[Objective] Copy out the entries below in full and exactly.

[Location annotation dataset excerpts]
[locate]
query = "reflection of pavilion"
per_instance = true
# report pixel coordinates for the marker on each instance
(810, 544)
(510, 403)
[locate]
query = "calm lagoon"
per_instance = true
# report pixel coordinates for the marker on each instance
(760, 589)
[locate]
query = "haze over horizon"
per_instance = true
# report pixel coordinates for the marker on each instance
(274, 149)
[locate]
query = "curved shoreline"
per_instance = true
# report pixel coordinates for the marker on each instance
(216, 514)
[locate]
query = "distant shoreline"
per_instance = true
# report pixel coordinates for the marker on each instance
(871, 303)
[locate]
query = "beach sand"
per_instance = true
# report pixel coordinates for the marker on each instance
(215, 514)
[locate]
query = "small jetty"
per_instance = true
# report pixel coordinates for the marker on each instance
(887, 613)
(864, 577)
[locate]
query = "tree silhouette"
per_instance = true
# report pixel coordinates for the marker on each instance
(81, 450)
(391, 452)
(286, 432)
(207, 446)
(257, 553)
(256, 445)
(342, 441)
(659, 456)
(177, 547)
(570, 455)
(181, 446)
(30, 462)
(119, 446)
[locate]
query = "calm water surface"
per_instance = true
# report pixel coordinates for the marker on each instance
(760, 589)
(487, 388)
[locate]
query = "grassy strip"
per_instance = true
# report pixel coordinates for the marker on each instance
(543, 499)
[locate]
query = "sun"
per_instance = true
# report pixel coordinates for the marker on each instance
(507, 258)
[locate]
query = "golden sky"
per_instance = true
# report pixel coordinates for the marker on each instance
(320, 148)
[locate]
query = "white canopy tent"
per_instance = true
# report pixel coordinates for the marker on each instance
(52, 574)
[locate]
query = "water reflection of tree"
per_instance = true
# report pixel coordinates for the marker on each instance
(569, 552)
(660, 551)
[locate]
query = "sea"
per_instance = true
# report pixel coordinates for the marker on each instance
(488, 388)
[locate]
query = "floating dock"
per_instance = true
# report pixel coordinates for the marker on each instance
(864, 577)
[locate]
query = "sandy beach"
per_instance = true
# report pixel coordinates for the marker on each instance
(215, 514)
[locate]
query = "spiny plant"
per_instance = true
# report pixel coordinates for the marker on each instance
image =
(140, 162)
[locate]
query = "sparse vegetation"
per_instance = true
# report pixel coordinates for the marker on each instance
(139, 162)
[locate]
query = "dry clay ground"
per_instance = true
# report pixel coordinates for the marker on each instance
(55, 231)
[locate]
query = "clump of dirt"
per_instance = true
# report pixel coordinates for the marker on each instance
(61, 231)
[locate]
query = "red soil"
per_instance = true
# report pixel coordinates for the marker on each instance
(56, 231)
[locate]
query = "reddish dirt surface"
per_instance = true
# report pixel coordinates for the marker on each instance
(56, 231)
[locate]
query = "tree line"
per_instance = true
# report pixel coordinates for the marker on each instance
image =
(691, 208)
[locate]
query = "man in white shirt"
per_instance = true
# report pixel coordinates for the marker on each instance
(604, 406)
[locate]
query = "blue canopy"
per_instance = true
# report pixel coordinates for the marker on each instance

[Result for this exercise]
[locate]
query = "reflection of pavilion"
per_instance = true
# report pixel coordinates for the marker on each instance
(810, 544)
(510, 403)
[locate]
query = "calm lagoon"
per_instance = true
# report pixel coordinates for the marker on each instance
(760, 589)
[locate]
query = "haze over horizon"
per_instance = true
# report pixel coordinates for the marker on each instance
(274, 149)
[locate]
query = "curved shoreline"
per_instance = true
# report pixel coordinates for the marker on each instance
(216, 514)
[locate]
query = "distant shoreline"
per_instance = true
# report pixel coordinates for the marker on each instance
(871, 303)
[locate]
query = "beach sand"
per_instance = true
# report pixel coordinates for the marker on each instance
(215, 514)
[locate]
query = "small jetty"
per_instance = true
# report pixel coordinates for the marker on each instance
(887, 613)
(864, 577)
[locate]
query = "tree silhouette"
per_instance = true
# report pixel coordinates for the marker on each instance
(81, 450)
(391, 452)
(286, 432)
(207, 446)
(257, 553)
(256, 445)
(342, 441)
(659, 456)
(177, 547)
(570, 455)
(181, 446)
(30, 462)
(119, 446)
[locate]
query = "calm water surface"
per_instance = true
# report pixel coordinates for the marker on each instance
(760, 589)
(487, 388)
[locate]
query = "grassy strip"
per_instance = true
# report pixel coordinates for the marker on each instance
(543, 499)
[locate]
query = "sun"
per_instance = true
# report pixel coordinates for the marker on each instance
(507, 258)
[locate]
query = "golden sky"
per_instance = true
# report pixel coordinates for the marker on each instance
(320, 148)
[locate]
query = "white canopy tent"
per_instance = true
# report pixel coordinates for the marker on each instance
(52, 574)
[locate]
query = "water reflection of tree"
per_instance = true
# report pixel coordinates for the marker on each instance
(569, 552)
(660, 551)
[locate]
query = "sea"
per_instance = true
# report pixel coordinates for the marker on each instance
(488, 388)
[locate]
query = "floating dock"
per_instance = true
# report pixel coordinates for the marker on each instance
(864, 577)
[locate]
query = "sandy beach"
per_instance = true
# report pixel coordinates for the marker on each instance
(215, 514)
[locate]
query = "spiny plant"
per_instance = true
# report pixel coordinates for the marker on each instance
image =
(140, 162)
[locate]
query = "sparse vegetation"
per_instance = true
# report pixel coordinates for the marker on each instance
(139, 162)
[locate]
query = "dry clay ground"
per_instance = true
# report pixel coordinates for the marker on each instance
(55, 231)
[locate]
query = "clump of dirt"
per_instance = true
# report pixel coordinates for the marker on each instance
(61, 231)
[locate]
query = "red soil"
per_instance = true
# report pixel coordinates for the marker on each instance
(56, 231)
[locate]
query = "reddish dirt surface"
per_instance = true
# report pixel coordinates for the marker on each instance
(56, 231)
[locate]
query = "tree line"
per_instance = true
# report pixel coordinates for the marker on each instance
image =
(691, 208)
[locate]
query = "man in white shirt"
per_instance = true
# report pixel coordinates for the marker on each instance
(604, 406)
[locate]
query = "blue canopy"
per_instance = true
# report pixel coordinates for the marker on each instance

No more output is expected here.